**Supplied text:**
-- Start --
IT was not without alarm for our archæological faith that we opened "Cyclops Christianus," a book professing to "disprove the supposed antiquity of the Stonehenge and other megalithic erections in England and Britanny."

Stonehenge, indeed, may have been posterior to the knowledge and use of the mechanical powers and iron tools, -although this is not a self-evident deduction; for the Britons had abundance of metallic instruments, chisels, adzes, and hammers, long before the Romans taught them (as is alleged) the use of iron. But "the other megalithic erections,"-vast, rude, and rugged, upon which no trace of a tool has been ever visible, except that of the geologist's odious hammer,—these, at least, we had been accustomed to regard as ante-Roman, nay, almost ante-British. Mr. Herbert, however, now comes forward, and, with a torrent of Greek, Latin, Welsh, and curious lore, threatens to sweep away our prejudices, and modernize, if he cannot rationalize, our notions.
-- End --
**Required work:**
a) According to the review excerpt, what does the book "Cyclops Christianus" claim to disprove?
b) Report each line of the records that includes the word "post".
The review excerpt and the records come from unrelated sources.

**Extracted material:**
-- Start --
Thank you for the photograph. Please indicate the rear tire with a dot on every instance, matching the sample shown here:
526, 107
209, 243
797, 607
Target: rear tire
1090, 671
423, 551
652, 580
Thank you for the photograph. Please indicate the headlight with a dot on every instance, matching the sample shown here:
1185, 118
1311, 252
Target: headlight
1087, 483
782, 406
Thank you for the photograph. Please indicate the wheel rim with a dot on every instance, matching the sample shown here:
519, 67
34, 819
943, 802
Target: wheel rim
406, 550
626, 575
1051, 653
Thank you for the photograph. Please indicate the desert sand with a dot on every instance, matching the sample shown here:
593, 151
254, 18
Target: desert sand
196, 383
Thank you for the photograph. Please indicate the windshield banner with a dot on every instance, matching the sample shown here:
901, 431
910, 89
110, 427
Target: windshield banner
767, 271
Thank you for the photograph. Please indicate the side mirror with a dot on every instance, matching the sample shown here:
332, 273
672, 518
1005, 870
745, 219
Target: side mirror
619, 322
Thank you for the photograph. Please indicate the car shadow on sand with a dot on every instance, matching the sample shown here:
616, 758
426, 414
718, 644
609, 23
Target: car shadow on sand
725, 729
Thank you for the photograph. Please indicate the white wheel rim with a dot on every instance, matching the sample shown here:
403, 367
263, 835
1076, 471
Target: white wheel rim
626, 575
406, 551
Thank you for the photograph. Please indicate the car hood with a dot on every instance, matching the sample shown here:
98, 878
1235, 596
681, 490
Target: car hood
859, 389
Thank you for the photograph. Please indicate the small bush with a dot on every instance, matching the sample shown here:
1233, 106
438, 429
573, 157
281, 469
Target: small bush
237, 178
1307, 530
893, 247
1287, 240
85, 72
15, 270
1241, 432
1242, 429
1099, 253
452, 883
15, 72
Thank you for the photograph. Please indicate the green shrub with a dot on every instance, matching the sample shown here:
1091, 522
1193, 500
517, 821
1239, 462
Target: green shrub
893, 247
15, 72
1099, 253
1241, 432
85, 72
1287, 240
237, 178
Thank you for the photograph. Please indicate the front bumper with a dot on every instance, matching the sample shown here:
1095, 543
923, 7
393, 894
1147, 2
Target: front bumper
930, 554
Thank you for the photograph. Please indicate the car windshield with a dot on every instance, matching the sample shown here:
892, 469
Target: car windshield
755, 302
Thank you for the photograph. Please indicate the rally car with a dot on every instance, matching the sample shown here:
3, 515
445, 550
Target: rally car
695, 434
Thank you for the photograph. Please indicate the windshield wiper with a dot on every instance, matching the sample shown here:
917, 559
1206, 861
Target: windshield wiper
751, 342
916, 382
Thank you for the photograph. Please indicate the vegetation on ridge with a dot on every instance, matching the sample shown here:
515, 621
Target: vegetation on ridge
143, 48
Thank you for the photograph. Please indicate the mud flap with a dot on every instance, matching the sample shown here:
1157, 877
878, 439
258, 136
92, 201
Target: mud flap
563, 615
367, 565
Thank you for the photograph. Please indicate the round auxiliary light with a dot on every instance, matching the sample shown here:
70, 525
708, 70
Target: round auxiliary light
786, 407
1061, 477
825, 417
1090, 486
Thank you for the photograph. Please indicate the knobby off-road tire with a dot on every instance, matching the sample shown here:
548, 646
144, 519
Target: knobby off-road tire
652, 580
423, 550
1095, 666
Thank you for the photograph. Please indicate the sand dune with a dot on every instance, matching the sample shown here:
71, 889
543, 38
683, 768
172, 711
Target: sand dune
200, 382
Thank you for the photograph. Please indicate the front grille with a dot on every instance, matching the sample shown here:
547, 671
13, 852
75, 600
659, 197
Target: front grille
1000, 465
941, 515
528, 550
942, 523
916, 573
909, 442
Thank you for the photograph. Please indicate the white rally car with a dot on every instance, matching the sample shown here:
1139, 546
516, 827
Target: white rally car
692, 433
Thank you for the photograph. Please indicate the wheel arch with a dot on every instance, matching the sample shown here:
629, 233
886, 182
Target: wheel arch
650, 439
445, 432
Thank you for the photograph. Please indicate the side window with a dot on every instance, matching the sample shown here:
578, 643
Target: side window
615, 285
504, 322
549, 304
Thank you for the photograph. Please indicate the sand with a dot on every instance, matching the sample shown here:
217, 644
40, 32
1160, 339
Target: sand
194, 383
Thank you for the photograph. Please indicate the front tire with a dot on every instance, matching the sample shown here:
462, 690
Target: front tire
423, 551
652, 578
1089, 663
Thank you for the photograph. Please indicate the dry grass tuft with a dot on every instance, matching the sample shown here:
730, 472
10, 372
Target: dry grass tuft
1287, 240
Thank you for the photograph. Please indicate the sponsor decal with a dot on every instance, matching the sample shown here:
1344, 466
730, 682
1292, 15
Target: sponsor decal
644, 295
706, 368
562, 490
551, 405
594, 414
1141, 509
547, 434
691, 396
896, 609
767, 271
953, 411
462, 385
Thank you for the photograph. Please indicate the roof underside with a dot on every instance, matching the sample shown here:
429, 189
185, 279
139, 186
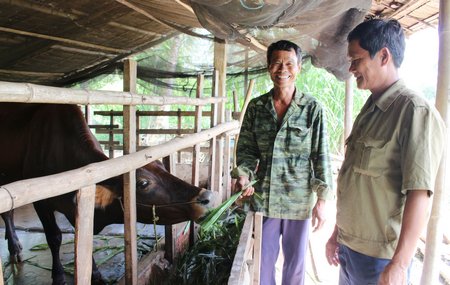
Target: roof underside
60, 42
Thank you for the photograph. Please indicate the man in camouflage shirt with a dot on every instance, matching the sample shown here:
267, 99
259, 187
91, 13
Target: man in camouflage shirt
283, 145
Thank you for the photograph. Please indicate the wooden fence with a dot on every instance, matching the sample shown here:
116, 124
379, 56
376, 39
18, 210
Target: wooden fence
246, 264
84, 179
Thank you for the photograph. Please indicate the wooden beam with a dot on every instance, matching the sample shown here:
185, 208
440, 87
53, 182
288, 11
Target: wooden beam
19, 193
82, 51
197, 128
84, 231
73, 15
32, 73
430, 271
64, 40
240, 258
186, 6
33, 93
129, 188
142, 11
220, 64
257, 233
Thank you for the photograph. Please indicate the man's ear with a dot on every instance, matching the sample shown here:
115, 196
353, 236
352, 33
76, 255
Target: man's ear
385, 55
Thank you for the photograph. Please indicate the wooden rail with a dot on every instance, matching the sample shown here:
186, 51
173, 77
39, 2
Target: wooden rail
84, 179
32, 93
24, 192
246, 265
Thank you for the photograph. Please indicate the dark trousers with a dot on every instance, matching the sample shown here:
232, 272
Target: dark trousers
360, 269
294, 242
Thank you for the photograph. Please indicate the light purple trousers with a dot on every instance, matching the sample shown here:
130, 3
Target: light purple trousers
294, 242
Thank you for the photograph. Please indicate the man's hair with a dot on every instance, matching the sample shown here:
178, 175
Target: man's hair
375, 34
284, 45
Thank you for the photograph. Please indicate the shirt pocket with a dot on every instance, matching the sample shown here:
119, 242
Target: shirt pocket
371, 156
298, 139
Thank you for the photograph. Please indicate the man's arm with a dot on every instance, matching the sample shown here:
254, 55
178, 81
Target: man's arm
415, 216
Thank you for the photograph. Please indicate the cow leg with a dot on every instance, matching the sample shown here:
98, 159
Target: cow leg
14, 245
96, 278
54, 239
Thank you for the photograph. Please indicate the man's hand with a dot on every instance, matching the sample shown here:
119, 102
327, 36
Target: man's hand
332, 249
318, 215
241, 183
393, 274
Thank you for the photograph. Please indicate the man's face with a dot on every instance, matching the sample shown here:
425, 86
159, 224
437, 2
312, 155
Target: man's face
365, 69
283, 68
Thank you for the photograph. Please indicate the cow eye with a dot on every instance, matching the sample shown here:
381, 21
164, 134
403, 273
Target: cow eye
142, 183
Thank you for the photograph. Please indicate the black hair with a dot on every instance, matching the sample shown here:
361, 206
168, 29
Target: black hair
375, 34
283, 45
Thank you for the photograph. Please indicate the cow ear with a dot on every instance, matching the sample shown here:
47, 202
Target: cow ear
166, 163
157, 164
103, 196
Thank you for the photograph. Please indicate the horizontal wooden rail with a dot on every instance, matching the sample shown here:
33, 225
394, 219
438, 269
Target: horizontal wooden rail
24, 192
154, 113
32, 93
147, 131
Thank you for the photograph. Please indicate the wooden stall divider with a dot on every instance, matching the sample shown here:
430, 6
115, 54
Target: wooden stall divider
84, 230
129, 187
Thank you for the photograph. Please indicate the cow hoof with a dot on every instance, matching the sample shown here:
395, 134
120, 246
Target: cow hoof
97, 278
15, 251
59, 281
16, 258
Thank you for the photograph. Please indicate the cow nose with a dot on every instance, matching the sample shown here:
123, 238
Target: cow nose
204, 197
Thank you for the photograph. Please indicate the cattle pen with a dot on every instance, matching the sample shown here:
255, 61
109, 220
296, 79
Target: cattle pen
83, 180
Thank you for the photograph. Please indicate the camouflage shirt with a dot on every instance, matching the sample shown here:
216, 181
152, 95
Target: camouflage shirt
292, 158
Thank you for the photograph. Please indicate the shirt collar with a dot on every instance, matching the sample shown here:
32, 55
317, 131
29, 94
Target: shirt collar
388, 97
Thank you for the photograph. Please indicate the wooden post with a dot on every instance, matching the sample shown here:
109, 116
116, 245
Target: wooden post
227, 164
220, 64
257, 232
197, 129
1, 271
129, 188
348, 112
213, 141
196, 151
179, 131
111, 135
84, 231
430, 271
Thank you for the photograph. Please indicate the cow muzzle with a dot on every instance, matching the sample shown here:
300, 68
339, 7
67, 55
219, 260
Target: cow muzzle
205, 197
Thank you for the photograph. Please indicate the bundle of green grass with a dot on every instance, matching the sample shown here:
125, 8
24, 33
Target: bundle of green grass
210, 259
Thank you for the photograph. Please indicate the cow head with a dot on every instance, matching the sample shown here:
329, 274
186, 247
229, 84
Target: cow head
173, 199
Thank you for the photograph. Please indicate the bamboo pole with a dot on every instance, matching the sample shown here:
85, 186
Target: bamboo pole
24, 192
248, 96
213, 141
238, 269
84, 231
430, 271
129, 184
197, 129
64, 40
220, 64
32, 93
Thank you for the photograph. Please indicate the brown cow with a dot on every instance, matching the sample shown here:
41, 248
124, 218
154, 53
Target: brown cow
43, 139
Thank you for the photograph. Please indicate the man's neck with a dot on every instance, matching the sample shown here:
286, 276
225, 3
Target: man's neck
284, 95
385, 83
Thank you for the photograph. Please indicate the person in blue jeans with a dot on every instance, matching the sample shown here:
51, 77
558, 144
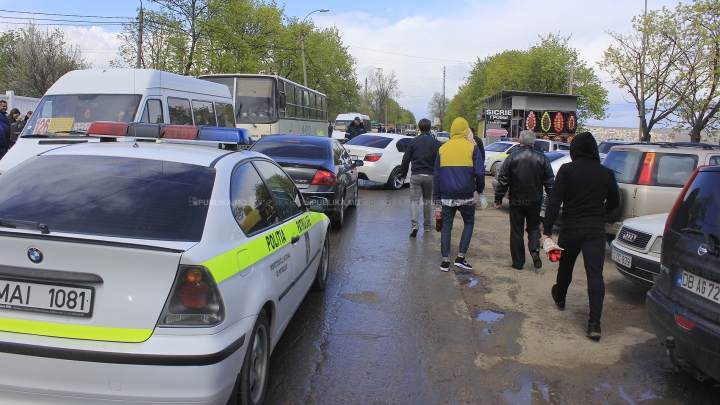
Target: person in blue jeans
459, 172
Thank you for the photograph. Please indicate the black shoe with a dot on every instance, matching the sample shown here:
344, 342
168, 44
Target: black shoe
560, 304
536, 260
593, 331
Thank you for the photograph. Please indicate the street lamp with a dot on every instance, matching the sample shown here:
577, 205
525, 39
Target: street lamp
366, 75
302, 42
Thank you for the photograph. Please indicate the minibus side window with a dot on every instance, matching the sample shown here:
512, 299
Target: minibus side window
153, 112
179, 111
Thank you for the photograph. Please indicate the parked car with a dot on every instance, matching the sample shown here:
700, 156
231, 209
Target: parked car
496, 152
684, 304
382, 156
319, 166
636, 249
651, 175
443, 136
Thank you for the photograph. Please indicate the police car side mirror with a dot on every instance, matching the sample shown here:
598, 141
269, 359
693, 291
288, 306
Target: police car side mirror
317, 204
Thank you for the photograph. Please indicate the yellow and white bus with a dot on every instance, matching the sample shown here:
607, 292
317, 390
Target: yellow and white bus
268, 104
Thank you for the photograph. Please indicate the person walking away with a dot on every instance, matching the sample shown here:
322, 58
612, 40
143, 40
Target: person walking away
-- End --
-- Start --
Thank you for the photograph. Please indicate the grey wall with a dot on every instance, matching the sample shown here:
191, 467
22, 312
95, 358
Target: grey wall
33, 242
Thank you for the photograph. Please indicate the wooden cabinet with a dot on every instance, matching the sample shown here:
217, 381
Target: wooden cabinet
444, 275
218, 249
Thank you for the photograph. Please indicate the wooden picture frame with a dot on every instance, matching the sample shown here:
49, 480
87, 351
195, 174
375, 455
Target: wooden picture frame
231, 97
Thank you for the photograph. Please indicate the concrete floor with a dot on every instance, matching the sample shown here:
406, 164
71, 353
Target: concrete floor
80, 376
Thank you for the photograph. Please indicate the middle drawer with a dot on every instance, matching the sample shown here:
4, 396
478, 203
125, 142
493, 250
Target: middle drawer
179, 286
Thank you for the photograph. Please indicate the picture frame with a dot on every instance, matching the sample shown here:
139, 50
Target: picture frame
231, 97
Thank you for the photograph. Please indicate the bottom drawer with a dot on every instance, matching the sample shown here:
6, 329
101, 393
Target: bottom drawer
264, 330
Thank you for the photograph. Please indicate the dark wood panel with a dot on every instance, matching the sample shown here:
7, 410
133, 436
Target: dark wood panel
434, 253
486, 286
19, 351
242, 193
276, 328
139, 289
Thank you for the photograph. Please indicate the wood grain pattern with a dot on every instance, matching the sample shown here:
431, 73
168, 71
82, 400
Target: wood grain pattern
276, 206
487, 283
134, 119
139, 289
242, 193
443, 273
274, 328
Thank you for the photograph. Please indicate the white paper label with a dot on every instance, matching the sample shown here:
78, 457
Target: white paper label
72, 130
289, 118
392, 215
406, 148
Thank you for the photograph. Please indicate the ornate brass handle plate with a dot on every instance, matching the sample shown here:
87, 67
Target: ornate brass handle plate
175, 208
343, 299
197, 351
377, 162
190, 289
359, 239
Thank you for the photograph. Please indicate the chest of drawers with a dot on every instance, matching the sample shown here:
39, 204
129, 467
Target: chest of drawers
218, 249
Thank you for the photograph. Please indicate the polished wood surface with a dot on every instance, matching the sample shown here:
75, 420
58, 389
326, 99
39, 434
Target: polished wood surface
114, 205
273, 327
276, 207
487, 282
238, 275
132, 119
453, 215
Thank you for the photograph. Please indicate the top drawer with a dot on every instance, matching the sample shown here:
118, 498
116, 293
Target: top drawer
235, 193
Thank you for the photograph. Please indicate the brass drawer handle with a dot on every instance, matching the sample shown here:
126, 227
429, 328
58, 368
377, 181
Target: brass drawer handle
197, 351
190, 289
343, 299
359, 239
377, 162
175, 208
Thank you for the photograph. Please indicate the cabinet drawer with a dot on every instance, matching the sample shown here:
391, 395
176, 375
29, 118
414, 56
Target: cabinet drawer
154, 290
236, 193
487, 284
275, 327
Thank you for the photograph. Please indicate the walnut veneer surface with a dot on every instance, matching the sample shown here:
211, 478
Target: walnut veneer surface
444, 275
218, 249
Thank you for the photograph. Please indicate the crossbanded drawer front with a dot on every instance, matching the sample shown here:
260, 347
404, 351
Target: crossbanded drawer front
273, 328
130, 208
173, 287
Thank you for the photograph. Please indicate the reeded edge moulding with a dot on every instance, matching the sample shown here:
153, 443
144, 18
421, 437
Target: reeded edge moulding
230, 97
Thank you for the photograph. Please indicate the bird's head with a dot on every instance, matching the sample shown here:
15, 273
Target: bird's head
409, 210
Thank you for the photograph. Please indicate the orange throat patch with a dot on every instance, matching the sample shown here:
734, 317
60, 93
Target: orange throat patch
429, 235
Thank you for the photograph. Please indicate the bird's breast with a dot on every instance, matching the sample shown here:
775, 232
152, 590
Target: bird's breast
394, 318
-- End --
-- Start --
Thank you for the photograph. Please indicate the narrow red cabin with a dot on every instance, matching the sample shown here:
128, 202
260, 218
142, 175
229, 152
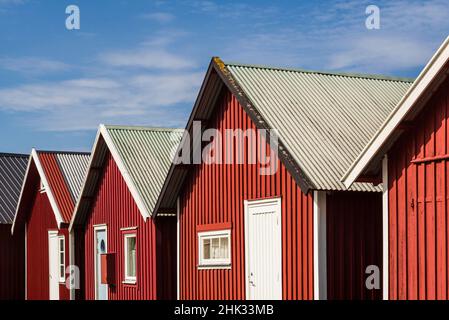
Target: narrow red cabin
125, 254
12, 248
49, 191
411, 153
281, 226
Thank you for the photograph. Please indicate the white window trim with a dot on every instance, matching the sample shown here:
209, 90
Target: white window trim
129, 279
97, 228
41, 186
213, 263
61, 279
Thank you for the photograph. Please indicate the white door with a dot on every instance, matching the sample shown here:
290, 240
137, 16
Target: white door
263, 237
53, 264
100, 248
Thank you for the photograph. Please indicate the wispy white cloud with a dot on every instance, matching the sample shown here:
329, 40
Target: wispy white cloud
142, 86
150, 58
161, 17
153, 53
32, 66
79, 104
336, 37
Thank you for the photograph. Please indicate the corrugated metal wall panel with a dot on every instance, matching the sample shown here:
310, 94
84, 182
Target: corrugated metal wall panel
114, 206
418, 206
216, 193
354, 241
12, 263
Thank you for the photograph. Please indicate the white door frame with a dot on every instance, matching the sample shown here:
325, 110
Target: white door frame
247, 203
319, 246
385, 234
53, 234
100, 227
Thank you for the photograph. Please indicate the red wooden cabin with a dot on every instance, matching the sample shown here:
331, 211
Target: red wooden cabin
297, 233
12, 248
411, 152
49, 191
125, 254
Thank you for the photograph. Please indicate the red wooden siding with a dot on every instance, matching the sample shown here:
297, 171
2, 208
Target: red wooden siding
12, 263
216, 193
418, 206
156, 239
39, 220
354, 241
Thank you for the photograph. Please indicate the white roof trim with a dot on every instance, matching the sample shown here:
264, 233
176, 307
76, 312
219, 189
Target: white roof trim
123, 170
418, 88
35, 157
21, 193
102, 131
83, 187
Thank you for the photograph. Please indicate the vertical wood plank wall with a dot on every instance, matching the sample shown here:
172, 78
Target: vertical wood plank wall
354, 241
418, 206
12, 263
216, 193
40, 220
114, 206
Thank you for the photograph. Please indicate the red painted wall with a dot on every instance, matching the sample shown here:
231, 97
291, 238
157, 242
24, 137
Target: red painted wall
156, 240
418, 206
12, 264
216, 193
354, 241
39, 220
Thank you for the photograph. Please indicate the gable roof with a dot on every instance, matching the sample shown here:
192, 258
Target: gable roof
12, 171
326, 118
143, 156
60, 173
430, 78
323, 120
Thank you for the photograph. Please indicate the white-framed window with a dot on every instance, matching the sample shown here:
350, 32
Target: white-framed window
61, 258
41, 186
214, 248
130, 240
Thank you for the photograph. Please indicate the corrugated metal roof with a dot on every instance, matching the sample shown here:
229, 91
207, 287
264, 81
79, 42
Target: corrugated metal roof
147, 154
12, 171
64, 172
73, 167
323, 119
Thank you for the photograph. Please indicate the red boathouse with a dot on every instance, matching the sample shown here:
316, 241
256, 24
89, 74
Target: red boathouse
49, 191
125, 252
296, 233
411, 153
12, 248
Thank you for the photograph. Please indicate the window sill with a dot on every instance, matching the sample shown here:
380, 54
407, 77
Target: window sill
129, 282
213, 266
-- End --
**In response:**
a) It claims to disprove the supposed antiquity of Stonehenge and other megalithic erections in England and Britanny.

b)
Thank you for the photograph. Please indicate the wooden post with a dot on every instance, matching the sample shown here:
Target: wooden post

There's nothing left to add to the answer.